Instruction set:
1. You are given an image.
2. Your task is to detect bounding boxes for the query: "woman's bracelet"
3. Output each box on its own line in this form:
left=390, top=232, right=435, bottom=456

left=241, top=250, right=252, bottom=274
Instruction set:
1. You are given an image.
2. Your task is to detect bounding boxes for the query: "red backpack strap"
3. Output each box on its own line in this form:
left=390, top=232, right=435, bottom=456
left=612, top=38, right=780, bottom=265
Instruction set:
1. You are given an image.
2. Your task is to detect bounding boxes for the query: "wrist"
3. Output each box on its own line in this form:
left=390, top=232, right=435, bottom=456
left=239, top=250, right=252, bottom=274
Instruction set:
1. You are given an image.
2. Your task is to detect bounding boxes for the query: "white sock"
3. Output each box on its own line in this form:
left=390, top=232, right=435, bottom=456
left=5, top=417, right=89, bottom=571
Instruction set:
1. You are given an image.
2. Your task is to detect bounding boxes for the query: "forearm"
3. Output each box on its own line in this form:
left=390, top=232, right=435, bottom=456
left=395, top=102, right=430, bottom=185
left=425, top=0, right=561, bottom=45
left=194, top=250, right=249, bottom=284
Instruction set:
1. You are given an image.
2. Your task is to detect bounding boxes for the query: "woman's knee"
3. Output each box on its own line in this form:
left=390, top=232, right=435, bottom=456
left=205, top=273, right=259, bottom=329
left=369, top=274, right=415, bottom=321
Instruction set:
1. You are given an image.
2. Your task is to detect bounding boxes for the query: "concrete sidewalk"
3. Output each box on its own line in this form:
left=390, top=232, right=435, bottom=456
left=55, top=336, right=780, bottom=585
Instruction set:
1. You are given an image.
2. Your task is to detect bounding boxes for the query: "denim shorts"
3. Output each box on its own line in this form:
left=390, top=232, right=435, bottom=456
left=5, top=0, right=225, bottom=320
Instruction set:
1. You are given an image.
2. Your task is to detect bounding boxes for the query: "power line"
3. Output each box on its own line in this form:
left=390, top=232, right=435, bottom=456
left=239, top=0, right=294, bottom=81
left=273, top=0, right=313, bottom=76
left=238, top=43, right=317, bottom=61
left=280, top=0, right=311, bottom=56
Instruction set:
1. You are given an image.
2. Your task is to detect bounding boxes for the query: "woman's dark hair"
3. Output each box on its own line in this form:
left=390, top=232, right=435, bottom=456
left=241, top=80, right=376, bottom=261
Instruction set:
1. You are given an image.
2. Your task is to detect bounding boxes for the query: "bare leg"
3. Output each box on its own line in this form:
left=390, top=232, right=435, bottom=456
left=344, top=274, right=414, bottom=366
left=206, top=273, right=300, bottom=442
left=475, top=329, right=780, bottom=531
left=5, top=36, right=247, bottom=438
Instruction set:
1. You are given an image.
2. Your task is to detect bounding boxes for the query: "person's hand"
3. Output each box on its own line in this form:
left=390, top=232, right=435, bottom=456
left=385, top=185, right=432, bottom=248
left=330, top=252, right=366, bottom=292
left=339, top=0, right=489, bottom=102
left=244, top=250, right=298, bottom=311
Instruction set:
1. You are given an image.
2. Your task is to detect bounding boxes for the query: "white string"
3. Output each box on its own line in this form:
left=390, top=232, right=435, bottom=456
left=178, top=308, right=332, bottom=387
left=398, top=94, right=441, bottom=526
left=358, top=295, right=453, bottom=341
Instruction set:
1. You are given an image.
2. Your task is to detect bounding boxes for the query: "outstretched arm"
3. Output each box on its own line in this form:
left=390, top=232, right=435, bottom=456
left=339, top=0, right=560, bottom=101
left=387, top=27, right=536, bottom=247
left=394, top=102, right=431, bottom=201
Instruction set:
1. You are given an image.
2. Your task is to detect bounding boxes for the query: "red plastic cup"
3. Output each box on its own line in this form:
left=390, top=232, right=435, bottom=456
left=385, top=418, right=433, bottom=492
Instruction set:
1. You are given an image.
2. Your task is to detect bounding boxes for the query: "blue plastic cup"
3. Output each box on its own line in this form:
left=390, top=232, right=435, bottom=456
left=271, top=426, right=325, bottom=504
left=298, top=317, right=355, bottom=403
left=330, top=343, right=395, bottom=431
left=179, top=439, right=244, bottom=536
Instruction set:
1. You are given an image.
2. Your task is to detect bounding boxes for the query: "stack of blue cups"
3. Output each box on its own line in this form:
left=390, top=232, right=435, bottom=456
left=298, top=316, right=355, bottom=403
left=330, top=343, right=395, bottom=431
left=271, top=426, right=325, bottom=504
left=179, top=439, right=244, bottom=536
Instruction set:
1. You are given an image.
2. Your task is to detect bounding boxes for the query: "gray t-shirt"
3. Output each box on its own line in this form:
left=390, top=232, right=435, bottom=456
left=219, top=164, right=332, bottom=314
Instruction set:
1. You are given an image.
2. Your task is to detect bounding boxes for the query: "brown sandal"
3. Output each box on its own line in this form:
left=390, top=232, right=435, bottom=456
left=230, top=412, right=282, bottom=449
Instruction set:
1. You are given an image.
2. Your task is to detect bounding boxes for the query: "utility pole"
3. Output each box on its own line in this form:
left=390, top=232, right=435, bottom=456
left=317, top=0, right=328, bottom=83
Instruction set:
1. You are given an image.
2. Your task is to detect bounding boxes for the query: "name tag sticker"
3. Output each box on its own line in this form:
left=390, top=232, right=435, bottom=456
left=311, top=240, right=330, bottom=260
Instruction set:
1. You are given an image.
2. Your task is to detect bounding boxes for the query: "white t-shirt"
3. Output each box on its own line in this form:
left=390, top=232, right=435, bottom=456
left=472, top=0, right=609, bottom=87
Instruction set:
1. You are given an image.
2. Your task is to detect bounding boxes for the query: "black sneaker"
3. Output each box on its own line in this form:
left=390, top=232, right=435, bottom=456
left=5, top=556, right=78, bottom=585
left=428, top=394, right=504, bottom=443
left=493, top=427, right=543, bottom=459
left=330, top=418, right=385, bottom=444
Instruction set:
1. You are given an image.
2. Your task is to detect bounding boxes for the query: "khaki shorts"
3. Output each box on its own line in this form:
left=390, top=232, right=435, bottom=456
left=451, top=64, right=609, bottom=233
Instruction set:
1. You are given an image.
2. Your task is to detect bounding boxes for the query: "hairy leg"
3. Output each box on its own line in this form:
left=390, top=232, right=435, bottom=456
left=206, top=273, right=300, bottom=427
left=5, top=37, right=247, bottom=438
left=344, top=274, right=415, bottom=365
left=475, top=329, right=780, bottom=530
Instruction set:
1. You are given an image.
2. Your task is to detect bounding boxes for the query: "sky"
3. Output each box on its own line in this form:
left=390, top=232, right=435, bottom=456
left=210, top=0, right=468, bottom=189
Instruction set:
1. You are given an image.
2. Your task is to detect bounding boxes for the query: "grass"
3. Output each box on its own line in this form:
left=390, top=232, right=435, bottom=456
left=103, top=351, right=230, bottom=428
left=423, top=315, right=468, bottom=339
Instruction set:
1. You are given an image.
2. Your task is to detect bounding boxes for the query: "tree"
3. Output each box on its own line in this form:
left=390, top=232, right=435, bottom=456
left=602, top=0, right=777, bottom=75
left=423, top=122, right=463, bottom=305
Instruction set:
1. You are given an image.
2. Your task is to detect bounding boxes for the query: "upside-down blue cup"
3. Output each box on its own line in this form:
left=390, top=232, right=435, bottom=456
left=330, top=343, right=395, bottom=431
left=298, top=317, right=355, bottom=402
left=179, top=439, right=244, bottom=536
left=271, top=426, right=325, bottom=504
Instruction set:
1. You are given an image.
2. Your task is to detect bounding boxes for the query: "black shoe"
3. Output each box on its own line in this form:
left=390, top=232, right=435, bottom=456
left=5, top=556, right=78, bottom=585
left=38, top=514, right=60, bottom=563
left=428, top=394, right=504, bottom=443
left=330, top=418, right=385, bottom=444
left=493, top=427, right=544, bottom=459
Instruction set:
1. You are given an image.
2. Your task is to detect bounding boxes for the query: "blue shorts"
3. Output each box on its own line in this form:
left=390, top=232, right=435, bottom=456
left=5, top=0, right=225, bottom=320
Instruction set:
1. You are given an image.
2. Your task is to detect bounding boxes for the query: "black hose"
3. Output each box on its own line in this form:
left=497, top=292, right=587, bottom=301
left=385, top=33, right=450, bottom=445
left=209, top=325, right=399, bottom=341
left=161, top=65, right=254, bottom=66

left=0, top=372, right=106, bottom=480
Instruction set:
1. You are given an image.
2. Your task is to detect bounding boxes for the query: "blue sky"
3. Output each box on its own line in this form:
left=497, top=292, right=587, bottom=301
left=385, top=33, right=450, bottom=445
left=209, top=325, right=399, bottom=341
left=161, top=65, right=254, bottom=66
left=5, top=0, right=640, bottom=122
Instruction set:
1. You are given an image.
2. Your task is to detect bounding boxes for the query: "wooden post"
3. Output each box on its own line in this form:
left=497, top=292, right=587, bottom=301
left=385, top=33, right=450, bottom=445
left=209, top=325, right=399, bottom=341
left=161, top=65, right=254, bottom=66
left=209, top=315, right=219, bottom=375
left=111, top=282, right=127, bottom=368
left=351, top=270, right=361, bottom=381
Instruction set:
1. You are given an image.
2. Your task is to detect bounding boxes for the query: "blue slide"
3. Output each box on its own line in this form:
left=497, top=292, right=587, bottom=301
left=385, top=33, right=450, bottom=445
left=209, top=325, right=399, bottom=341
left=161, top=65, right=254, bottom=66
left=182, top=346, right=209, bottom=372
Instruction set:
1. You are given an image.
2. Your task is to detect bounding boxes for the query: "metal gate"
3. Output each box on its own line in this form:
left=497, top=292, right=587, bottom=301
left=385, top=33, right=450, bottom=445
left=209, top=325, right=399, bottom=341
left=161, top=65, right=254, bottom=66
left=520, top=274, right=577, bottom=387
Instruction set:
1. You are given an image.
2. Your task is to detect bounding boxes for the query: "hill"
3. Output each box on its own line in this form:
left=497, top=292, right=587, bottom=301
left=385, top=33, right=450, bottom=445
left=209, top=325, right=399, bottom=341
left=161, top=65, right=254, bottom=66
┄┄┄┄┄┄┄┄┄┄
** Required task **
Repeat the material above word for word, from its first line down to and including the line with "left=5, top=417, right=89, bottom=571".

** Response below **
Instruction set:
1. You are given an image.
2. Your task is to detect bounding boxes for the query: "woman's bracelet"
3. Output each box on its own line in this form:
left=390, top=232, right=435, bottom=456

left=241, top=250, right=252, bottom=274
Instruction set:
1. You are given an image.
2. Your task is to detect bounding boxes for the query: "red backpack strap"
3. Output each box on its own line in this form:
left=390, top=232, right=435, bottom=456
left=612, top=38, right=780, bottom=265
Instruction set:
1. You are given an image.
2. Your task is to detect bounding boxes for the query: "wrist"
3. Output each box on its own line in this form:
left=390, top=232, right=435, bottom=456
left=239, top=250, right=252, bottom=274
Instruction set:
1. You are given an image.
2. Your task is to detect bounding boxes for the query: "white sock"
3. Output each box on its own line in this form:
left=390, top=232, right=435, bottom=456
left=5, top=417, right=89, bottom=571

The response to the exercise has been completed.